**CONSEGNA:**
Stabilisci se ciascuna delle tre affermazioni seguenti concorda con il testo sul conto corrente, rispondendo sì o no e citando alla lettera le parole del testo che lo decidono.
1. L'approvazione tacita dell'estratto conto impedisce di contestare la validità dei rapporti obbligatori da cui derivano accrediti e addebiti.
2. La sentenza richiamata è della Sezione 1 della Cassazione civile, del 26/07/2001.
3. La banca ha calcolato l'esposizione debitoria del correntista violando anche il divieto degli interessi anatocistici.

**TESTO FORNITO:**
<<<<
Ciò perché, in difetto di una pattuizione del tasso nelle forme legali, il negozio è radicalmente nullo in parte qua e quindi il rapporto obbligatorio sottostante, dal quale le singole partite derivano, é consequenzialmente inefficace ed improduttivo di effetti giuridici: come la S. C. ha avuto modo di affermare a più riprese, anche di recente, "Nel contratto di conto corrente, 1'incontestabilità delle risultanze del conto conseguente all'approvazione tacita dell'estratto conto, a norma dell'art. 1832 c.c., si riferisce agli accrediti ed agli addebiti considerati nella loro realtà effettuale, ma non impedisce la contestazione della validità e dell'efficacia dei rapporti obbligatori da
cui essi derivino, nè l'approvazione o la mancata impugnazione del conto comportano che il debito fondato su di un negozio nullo, annullabile, inefficace (o, comunque, su situazione illecita) resti definitivamente incontestabile" (cfr., da Cassaz. Civ., Sez. 1, 26/07/2001, n. 10186).
6.- L'esposizione debitoria del correntista é stata calcolata dalla banca anche in violazione della norma che sancisce il divieto degli interessi anatocistici.
>>>>
**RIGHE DI DATI:**
<<<<
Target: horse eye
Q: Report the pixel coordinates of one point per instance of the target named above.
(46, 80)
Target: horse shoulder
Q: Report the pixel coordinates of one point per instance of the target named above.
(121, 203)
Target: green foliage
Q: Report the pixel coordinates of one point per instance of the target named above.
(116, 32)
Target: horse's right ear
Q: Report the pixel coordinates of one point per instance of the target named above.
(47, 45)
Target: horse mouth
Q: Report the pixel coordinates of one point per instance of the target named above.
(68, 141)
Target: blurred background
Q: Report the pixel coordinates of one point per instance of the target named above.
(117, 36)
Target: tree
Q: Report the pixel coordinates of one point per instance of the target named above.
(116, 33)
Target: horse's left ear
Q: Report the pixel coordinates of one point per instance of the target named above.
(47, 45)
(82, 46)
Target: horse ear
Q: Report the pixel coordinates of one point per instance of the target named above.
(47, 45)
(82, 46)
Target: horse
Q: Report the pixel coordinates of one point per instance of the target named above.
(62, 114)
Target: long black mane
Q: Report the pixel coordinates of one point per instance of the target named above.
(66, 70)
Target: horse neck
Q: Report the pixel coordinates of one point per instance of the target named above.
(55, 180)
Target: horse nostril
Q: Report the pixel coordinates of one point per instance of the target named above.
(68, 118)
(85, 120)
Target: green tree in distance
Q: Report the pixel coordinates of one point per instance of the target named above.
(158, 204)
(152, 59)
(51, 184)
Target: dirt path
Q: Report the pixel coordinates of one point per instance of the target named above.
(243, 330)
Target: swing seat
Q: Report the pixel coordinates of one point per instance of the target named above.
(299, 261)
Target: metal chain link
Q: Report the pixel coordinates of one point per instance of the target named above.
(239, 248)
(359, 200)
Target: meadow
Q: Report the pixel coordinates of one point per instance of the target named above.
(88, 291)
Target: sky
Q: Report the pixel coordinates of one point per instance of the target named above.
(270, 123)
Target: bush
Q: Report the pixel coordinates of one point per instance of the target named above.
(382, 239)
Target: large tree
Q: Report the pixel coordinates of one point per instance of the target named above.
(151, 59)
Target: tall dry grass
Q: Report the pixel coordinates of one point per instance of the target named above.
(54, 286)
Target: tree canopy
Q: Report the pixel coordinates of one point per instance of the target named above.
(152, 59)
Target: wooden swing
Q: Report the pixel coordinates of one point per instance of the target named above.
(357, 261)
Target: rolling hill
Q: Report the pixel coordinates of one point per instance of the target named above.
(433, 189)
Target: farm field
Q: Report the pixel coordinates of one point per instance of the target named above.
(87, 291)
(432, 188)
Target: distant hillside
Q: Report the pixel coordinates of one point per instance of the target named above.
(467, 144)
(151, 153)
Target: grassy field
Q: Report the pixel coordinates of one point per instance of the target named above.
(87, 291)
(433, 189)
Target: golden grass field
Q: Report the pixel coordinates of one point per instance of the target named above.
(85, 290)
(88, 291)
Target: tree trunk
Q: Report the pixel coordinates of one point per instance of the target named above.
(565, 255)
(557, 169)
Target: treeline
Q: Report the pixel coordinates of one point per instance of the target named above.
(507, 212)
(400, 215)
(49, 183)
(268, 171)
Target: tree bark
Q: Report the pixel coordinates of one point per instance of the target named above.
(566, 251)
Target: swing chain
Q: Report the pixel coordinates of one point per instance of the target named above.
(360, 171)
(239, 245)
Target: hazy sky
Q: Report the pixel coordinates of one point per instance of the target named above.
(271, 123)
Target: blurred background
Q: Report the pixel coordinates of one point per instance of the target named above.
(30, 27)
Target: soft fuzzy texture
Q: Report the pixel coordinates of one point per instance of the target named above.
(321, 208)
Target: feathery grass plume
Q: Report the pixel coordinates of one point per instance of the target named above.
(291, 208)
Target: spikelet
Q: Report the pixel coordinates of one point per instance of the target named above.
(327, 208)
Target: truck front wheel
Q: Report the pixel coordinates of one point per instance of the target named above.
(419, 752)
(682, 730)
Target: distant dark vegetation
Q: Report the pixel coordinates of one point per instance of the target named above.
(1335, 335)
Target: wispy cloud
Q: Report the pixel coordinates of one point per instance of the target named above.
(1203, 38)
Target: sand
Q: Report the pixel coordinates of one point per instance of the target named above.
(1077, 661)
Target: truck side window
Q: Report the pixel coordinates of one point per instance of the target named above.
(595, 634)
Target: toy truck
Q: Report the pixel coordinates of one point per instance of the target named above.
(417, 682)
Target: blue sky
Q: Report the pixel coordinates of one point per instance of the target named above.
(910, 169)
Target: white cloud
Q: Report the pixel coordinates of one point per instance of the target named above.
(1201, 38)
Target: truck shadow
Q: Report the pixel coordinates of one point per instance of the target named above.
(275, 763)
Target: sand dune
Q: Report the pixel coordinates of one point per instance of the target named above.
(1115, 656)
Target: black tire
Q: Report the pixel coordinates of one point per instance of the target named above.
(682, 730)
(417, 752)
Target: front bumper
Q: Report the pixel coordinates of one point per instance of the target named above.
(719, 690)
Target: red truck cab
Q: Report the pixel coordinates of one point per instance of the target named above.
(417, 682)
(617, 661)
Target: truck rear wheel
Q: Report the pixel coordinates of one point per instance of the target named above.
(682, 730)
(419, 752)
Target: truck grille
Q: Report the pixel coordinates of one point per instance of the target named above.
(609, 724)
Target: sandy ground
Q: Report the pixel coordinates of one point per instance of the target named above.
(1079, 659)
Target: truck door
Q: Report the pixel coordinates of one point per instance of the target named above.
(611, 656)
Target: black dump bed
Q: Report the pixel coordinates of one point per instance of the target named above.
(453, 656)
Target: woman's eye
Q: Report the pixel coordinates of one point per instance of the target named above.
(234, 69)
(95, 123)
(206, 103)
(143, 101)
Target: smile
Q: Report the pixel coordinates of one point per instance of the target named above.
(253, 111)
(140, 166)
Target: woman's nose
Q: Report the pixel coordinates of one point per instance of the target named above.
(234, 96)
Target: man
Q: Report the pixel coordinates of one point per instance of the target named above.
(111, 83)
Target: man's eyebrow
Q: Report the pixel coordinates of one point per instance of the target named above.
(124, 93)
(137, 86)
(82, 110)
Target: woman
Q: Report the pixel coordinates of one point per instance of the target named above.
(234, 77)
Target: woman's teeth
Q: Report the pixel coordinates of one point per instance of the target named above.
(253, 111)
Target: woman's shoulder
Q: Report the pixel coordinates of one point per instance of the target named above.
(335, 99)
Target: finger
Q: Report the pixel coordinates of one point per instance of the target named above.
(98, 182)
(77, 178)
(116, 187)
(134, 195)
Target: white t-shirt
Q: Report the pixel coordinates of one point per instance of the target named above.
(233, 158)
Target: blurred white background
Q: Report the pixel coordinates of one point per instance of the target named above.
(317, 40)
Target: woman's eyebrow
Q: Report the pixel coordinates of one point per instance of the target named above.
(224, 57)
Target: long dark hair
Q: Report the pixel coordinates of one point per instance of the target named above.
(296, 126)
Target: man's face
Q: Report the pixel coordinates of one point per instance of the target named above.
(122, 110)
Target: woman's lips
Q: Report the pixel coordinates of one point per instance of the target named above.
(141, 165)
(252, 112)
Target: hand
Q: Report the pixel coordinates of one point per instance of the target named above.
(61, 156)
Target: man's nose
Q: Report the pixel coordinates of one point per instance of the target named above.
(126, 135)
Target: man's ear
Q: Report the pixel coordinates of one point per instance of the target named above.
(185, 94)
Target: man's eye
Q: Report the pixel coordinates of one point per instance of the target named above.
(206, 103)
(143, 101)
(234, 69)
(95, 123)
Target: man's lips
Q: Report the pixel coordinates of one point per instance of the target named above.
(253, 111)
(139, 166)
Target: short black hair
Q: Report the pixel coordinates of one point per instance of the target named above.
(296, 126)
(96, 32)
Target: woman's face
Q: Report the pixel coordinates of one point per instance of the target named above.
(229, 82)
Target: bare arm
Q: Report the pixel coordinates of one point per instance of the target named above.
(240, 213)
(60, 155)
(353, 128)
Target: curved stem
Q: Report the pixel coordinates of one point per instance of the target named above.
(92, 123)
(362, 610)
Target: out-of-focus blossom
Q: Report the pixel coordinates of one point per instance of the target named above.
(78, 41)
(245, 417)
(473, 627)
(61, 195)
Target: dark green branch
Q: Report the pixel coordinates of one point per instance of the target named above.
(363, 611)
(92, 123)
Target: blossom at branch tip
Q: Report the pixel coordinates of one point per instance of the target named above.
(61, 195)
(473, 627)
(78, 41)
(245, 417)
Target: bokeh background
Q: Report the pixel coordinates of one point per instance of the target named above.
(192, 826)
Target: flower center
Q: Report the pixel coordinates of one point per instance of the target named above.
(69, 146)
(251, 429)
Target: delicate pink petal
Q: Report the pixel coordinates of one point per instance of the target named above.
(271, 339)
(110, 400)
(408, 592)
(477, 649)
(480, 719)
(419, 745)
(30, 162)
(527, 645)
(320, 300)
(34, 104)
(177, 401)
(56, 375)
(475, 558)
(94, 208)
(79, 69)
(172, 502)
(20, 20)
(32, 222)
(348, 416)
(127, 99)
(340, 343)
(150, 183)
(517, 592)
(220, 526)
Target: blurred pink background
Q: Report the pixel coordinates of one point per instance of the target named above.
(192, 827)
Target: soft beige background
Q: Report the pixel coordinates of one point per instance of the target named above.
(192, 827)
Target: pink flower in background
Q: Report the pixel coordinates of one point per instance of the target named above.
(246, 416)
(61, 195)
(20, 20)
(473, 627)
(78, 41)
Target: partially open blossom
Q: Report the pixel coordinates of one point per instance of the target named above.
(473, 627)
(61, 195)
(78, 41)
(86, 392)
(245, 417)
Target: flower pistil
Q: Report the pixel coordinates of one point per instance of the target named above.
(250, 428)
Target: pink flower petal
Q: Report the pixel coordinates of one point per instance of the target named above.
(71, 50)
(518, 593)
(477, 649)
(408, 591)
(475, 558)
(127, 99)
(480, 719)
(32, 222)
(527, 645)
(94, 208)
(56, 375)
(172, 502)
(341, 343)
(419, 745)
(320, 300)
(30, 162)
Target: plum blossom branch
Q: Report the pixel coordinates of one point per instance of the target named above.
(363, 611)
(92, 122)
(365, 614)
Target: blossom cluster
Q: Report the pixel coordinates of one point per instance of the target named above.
>>>>
**RISPOSTA:**
1. No: «ma non impedisce la contestazione della validità e dell'efficacia dei rapporti obbligatori»
2. Sì: «Cassaz. Civ., Sez. 1, 26/07/2001, n. 10186»
3. Sì: «L'esposizione debitoria del correntista é stata calcolata dalla banca anche in violazione della norma che sancisce il divieto degli interessi anatocistici»